## Activity
Would it be possible to quote, exactly and in full, the lines from the one with "Can you find the bench armrest?" through the end of the entries below?
#### Source data ####
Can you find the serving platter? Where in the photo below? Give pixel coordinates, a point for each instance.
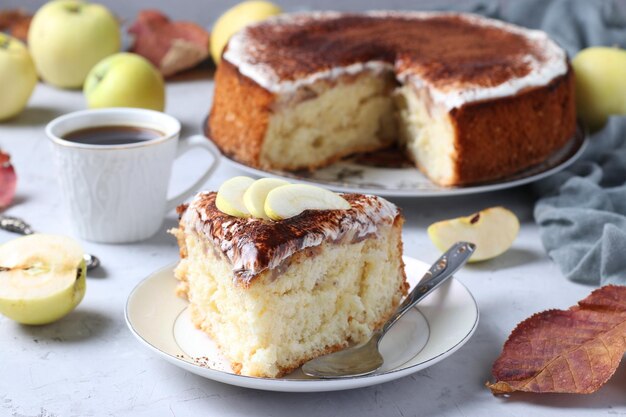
(435, 329)
(359, 174)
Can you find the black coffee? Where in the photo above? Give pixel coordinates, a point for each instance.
(112, 135)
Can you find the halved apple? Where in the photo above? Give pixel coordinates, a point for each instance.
(42, 278)
(255, 196)
(492, 230)
(290, 200)
(229, 198)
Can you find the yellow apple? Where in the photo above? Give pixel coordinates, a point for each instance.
(17, 76)
(229, 199)
(256, 194)
(600, 84)
(125, 80)
(290, 200)
(42, 278)
(235, 19)
(68, 37)
(492, 230)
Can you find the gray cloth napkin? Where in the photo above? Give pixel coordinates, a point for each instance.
(581, 212)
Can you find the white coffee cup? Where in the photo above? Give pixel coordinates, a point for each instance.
(118, 193)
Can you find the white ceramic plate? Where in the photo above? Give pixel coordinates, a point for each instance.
(352, 176)
(440, 325)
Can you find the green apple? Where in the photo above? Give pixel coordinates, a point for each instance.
(256, 194)
(125, 80)
(17, 76)
(600, 84)
(492, 230)
(290, 200)
(42, 278)
(229, 199)
(68, 37)
(235, 19)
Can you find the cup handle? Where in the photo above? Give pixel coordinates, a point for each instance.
(184, 146)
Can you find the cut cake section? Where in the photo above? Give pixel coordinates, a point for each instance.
(274, 295)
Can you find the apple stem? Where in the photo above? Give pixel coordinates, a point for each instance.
(73, 8)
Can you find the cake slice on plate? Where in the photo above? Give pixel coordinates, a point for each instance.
(274, 294)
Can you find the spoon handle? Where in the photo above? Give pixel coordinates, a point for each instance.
(19, 226)
(450, 262)
(15, 225)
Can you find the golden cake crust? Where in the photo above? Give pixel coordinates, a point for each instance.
(495, 137)
(254, 246)
(494, 142)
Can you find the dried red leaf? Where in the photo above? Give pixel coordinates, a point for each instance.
(8, 180)
(171, 46)
(565, 351)
(16, 23)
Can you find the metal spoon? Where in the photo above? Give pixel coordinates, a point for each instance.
(366, 359)
(16, 225)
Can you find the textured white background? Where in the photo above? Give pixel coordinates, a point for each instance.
(89, 364)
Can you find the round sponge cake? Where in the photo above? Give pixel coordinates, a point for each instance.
(470, 99)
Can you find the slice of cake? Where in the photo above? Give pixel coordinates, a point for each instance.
(275, 294)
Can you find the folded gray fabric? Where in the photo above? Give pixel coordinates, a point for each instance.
(581, 212)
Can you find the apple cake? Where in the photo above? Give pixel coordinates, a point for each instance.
(275, 294)
(469, 99)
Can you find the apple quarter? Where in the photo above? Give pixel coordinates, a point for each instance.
(275, 294)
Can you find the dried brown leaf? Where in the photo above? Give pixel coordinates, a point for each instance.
(565, 351)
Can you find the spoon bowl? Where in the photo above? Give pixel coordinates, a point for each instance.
(366, 359)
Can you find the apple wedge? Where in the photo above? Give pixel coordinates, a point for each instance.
(229, 198)
(42, 278)
(290, 200)
(255, 196)
(492, 230)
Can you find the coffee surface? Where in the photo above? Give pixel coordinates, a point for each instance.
(112, 135)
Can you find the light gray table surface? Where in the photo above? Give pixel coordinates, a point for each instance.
(89, 364)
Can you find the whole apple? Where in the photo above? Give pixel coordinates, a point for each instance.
(235, 19)
(125, 80)
(600, 84)
(68, 37)
(17, 76)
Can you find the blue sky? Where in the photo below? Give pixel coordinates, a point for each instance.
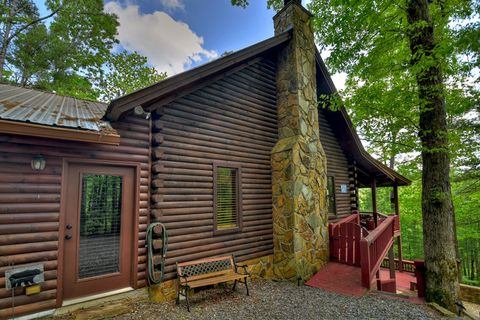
(176, 35)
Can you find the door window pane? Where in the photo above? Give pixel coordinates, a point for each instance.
(100, 223)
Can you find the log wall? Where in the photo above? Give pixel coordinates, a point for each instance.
(233, 119)
(337, 166)
(30, 205)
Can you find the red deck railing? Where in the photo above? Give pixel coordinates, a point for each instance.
(407, 265)
(374, 247)
(382, 218)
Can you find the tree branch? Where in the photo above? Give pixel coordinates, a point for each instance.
(31, 23)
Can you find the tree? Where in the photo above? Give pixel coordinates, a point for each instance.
(127, 72)
(439, 234)
(66, 56)
(17, 16)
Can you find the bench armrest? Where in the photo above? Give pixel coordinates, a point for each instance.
(183, 277)
(244, 267)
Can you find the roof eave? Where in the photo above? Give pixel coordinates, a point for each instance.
(154, 92)
(394, 176)
(61, 133)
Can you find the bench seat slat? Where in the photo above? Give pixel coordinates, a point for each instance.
####
## Expected answer
Can you find the bench armrest? Where in the photo above? Give pixel coordinates, a point for each instance.
(183, 277)
(244, 267)
Can you find the roof eave? Where in the photo above? Give pixel coordinates, a point for each instance.
(154, 92)
(394, 176)
(61, 133)
Can you find the bench seat slat? Where in the photo above? Give pixel coordinates, a point for each instance.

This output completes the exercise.